_Exercise_. Put each line below, from the line with "[locate] clear blue" through the line with "[locate] forested hillside", into a Markdown table with the columns Index and Line. Number the lines in order and leave out blank ones.

_Given information_.
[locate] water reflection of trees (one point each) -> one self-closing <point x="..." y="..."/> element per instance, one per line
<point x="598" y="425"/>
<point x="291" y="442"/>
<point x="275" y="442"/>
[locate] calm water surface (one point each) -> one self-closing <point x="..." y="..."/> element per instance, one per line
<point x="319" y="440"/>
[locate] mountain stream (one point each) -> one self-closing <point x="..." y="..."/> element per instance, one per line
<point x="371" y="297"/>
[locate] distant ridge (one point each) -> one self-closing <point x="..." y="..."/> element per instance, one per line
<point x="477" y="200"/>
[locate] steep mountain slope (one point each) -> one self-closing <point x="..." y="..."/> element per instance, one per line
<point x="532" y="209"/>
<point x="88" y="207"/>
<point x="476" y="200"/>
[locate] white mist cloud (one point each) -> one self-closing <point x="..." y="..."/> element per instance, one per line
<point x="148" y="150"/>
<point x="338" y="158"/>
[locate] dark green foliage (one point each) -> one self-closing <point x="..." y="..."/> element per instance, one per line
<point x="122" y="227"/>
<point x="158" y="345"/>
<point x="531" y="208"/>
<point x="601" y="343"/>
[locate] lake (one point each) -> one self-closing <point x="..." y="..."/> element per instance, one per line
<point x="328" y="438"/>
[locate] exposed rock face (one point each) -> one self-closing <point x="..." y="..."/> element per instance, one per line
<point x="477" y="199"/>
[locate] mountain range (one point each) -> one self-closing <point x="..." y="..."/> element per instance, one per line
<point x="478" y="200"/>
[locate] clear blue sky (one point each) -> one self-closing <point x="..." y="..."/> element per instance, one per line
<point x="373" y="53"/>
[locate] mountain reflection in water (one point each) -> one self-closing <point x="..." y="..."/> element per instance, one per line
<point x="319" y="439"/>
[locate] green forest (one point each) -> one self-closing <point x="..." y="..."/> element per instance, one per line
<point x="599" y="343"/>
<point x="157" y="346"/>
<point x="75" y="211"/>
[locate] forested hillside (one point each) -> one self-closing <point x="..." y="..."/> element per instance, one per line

---

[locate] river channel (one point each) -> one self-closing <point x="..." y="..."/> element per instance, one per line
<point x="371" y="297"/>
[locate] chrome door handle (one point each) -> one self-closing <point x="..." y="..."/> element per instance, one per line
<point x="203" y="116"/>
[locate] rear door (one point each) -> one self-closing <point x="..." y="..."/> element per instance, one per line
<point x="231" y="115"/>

_The answer_.
| Index | Line |
|---|---|
| 1 | [locate] clear blue sky (one point each) -> one self-closing <point x="..." y="..."/> element per instance, one per line |
| 2 | <point x="373" y="53"/> |
| 3 | [locate] mountain reflection in water (one point each) -> one self-closing <point x="..." y="..."/> element per instance, one per line |
| 4 | <point x="319" y="439"/> |
| 5 | [locate] green forest (one point each) -> one self-closing <point x="..." y="..."/> element per instance, one per line |
| 6 | <point x="599" y="343"/> |
| 7 | <point x="157" y="346"/> |
| 8 | <point x="75" y="211"/> |
| 9 | [locate] forested hillside (one point each) -> one self-closing <point x="..." y="..."/> element per instance, one per line |